• **PAGE EXCERPT**
──────

Meghan has published articles in MUSICultures, Journal of the Society for American Music, Island Magazine, and SHIMA: The International Journal of Research into Island Cultures, and has a chapter on improvisation in les Îles-de-la-Madeleine in Contemporary Musical Expressions and Cultural Resonances in Canada (2020). She is co-author, with Ursula A. Kelly, of The Music of Our Burnished Axes: Songs and Stories of the Woods Workers of Newfoundland and Labrador (2018), and co-producer of a traveling, multimedia exhibit and forthcoming website on the cultural legacies of Newfoundland and Labrador’s overseas forestry units of the First and Second World Wars. Meghan is producer of an award-winning multimedia exhibit and website on Acadian dance traditions on Prince Edward Island (Canada), as well as producer of and contributor to various media projects published by the MMaP Research Centre.
Meghan holds a PhD in Ethnomusicology from the University of Toronto and was awarded the President’s Award for Excellence in Teaching from Memorial University. Her research has received funding from the Social Sciences and Humanities Research Council (SSHRC), Memorial University, the Association of Sound Recording Collections, the Helen Creighton Folklore Society, and the Sir Ernest MacMillan Memorial Foundation.

──────

• **EXERCISE**
Copy the biography passage from "Meghan holds a" to "MacMillan Memorial Foundation.", switching "funding" to "support".

──────

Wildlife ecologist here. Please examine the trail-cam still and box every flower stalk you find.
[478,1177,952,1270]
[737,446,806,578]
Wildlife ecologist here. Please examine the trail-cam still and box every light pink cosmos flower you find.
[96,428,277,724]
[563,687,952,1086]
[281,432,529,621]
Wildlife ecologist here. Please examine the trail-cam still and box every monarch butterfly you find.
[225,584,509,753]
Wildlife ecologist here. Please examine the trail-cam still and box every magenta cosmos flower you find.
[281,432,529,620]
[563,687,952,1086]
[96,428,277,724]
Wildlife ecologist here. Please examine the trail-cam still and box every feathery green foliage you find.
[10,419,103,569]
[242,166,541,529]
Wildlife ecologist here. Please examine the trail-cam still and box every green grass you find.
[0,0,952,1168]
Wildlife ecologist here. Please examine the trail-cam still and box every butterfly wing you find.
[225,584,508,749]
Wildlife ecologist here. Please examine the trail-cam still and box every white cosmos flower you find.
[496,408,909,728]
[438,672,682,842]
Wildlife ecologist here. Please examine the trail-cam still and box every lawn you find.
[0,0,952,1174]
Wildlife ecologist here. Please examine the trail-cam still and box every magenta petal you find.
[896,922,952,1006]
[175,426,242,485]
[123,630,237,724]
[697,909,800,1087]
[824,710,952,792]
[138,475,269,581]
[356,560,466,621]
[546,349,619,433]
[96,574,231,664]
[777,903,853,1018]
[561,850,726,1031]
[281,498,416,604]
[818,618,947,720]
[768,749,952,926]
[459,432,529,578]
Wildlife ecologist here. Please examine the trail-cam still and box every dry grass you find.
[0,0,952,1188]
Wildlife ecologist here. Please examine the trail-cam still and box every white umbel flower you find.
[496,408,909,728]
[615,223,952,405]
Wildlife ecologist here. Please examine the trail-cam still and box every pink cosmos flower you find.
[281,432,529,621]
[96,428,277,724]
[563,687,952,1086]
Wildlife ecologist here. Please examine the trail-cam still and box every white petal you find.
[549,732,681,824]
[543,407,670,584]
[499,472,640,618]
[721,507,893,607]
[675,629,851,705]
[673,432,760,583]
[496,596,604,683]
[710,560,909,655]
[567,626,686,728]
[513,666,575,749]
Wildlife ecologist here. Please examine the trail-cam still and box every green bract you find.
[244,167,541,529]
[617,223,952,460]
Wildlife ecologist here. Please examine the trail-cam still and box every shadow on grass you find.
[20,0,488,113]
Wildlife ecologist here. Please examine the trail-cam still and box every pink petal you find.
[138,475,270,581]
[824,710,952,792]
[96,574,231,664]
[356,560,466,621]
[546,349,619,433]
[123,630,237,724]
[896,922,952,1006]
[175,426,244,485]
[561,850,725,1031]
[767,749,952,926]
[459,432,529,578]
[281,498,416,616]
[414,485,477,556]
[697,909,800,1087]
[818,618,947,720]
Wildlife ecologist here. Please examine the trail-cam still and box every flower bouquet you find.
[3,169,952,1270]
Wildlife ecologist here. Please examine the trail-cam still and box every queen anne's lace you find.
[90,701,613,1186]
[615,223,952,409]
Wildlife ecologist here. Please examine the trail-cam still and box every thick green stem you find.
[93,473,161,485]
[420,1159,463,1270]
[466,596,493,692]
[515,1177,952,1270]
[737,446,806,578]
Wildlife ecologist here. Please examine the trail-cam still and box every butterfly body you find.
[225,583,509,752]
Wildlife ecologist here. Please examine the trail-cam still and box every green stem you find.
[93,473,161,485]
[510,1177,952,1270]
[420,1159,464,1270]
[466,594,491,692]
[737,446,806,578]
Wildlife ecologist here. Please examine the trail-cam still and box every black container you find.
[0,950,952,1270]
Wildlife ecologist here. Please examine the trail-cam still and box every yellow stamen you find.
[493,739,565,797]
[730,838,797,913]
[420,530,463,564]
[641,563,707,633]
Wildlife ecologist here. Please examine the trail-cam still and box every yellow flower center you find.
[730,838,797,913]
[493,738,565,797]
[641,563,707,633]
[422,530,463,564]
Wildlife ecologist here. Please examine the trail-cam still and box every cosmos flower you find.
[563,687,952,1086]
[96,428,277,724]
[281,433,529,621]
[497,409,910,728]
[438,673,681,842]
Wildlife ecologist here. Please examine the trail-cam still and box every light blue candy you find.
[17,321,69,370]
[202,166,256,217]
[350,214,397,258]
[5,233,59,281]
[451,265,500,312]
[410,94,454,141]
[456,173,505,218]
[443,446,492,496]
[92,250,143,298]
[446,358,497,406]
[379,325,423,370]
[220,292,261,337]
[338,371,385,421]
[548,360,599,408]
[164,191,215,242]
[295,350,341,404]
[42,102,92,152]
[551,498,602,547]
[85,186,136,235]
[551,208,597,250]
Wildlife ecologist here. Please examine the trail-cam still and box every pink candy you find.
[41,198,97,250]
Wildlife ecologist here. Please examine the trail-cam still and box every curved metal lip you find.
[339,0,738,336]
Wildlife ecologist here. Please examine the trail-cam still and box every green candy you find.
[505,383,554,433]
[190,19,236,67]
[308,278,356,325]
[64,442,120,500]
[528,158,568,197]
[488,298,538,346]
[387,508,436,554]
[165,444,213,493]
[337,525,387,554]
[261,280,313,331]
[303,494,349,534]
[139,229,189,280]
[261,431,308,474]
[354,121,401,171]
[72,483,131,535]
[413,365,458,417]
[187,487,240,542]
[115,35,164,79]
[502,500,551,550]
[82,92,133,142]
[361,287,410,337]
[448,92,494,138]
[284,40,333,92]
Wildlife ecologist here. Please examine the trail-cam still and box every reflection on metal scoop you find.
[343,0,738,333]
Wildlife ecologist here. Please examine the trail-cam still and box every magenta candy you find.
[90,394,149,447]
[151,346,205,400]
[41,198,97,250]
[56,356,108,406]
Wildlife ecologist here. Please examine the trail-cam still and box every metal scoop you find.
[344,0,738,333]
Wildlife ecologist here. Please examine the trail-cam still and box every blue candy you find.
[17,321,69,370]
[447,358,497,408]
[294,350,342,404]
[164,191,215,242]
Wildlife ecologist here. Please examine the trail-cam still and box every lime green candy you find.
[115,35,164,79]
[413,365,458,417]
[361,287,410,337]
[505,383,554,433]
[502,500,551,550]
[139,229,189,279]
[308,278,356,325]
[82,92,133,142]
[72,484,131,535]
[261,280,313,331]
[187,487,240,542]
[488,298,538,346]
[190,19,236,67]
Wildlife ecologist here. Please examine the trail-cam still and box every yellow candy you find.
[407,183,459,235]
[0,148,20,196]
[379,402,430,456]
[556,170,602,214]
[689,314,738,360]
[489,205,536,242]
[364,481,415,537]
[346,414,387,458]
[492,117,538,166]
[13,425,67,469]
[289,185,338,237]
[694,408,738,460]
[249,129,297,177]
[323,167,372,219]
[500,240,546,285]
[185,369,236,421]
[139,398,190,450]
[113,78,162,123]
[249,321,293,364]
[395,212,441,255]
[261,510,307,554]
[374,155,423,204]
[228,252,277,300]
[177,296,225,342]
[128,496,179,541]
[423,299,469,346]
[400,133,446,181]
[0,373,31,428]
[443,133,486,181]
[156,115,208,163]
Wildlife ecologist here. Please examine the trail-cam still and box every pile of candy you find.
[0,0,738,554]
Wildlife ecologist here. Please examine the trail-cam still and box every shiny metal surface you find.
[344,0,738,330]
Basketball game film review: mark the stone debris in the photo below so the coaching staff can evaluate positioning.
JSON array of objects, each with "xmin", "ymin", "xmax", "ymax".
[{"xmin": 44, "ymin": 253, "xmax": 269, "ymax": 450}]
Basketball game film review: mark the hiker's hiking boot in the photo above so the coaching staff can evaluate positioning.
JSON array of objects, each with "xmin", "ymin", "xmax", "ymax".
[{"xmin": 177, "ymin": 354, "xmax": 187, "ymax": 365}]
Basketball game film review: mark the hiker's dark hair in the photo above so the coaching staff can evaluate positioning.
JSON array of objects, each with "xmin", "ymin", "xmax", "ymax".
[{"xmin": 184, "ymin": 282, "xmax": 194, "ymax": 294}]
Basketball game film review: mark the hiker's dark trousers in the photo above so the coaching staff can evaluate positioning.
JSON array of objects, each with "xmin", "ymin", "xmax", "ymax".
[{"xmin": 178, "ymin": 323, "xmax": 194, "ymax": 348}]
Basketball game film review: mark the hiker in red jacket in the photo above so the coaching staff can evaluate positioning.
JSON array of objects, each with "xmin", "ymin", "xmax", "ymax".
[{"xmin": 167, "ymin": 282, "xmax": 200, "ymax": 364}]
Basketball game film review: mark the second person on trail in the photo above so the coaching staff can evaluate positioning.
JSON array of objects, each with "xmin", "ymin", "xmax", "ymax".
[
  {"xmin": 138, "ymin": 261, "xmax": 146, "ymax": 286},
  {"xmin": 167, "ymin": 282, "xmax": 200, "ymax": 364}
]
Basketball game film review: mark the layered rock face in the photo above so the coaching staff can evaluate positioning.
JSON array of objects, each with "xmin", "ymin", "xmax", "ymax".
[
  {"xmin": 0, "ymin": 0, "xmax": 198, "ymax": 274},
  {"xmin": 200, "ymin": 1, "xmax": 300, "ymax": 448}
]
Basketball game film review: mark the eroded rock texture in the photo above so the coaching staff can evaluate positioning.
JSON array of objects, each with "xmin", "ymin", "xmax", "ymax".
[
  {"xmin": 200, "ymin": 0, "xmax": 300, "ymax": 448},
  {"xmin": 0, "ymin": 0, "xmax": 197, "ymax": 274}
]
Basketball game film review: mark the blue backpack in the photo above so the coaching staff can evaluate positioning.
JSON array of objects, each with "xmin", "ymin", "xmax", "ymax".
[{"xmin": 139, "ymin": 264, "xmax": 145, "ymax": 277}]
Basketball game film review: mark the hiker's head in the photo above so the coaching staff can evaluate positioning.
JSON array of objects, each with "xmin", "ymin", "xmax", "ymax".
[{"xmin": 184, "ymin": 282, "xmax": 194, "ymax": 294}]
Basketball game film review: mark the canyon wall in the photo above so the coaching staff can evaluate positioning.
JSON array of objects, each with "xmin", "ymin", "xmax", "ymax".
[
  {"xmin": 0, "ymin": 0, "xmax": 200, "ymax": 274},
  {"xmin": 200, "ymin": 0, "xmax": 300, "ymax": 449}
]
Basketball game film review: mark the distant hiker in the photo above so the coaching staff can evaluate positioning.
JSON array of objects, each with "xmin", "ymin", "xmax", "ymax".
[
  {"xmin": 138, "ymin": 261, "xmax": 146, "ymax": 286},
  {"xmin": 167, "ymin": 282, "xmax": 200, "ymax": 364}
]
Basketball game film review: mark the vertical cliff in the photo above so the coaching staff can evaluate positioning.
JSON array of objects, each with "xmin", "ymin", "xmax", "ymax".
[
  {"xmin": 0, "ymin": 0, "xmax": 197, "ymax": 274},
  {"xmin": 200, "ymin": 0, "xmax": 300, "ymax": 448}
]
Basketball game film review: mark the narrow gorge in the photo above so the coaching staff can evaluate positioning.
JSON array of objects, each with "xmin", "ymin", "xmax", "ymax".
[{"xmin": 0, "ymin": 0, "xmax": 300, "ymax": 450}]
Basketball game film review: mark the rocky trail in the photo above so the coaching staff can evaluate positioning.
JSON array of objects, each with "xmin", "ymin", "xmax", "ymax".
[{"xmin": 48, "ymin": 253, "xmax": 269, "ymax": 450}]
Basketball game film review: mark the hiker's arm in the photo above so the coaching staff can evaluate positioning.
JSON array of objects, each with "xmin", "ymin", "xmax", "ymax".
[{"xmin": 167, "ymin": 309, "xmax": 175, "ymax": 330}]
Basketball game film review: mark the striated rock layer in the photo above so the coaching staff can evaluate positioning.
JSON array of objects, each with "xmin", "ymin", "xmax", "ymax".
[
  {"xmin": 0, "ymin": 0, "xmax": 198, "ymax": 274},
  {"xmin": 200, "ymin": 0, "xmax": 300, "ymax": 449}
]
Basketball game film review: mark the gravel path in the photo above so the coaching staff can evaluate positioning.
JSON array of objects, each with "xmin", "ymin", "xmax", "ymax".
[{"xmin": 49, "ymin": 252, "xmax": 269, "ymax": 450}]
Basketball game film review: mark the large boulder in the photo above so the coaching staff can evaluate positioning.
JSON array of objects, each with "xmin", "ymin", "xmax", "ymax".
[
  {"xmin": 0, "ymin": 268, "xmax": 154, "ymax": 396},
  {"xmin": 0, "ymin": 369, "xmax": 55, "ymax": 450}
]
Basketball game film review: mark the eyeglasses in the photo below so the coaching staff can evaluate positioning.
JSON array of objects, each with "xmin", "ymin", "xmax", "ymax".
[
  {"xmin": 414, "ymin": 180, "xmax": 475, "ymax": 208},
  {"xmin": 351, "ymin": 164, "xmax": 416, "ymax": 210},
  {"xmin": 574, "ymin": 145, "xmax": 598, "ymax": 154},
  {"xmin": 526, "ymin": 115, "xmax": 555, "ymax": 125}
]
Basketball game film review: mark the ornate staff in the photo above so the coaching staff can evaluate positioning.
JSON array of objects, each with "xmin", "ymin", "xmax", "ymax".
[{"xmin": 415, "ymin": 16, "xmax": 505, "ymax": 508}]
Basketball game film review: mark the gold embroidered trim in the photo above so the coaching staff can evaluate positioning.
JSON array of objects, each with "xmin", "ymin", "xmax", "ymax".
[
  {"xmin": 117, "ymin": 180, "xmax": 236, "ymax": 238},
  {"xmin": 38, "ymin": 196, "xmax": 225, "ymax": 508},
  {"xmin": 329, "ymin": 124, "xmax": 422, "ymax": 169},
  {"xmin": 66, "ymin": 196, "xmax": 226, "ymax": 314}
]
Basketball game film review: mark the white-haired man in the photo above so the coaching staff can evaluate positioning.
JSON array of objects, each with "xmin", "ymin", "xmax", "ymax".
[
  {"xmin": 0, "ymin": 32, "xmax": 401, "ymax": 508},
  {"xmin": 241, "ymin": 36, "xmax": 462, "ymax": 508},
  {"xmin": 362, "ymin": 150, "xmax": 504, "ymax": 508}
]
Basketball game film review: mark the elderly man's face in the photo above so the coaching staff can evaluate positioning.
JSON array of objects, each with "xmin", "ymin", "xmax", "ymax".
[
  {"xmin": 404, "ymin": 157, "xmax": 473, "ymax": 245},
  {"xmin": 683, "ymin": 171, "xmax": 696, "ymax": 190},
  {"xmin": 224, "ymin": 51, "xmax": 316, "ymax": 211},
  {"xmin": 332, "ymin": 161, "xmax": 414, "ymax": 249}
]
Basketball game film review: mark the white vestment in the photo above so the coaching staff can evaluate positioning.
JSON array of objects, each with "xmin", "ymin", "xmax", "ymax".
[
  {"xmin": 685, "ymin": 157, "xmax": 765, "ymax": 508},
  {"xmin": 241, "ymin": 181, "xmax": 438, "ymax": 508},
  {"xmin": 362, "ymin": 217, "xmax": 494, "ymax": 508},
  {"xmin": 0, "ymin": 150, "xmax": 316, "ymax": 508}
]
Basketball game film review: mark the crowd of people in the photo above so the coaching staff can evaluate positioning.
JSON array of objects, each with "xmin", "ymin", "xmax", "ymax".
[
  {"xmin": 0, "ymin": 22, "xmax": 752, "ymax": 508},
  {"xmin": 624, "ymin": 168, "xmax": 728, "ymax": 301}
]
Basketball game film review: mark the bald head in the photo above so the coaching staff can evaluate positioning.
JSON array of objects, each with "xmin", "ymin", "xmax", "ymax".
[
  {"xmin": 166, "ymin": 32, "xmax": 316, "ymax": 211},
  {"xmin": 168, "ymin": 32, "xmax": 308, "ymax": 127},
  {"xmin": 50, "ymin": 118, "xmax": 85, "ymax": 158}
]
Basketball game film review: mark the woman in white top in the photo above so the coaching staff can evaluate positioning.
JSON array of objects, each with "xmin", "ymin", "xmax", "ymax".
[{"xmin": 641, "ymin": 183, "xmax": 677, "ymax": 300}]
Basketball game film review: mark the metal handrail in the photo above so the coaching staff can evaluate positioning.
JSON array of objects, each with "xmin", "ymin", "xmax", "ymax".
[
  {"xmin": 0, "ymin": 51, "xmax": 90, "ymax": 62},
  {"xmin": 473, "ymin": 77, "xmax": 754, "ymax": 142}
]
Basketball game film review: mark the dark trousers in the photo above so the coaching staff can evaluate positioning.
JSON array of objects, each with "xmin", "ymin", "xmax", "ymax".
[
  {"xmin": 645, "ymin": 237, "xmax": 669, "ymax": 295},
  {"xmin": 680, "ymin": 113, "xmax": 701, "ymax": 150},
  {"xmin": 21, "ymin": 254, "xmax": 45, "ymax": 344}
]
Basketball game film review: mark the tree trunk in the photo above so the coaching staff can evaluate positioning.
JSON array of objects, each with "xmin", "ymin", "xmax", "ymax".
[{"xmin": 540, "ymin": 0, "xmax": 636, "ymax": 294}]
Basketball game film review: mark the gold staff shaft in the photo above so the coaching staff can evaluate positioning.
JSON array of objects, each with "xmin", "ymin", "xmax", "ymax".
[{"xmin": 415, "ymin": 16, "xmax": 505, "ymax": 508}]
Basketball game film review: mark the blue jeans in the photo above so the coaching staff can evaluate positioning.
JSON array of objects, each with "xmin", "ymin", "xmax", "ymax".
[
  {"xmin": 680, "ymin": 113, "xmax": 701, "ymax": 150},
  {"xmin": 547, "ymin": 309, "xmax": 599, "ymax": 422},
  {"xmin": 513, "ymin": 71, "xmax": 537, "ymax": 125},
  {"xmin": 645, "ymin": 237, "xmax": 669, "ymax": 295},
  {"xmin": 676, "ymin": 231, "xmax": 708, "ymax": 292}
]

──────

• **OUTPUT BELOW**
Meghan holds a PhD in Ethnomusicology from the University of Toronto and was awarded the President’s Award for Excellence in Teaching from Memorial University. Her research has received support from the Social Sciences and Humanities Research Council (SSHRC), Memorial University, the Association of Sound Recording Collections, the Helen Creighton Folklore Society, and the Sir Ernest MacMillan Memorial Foundation.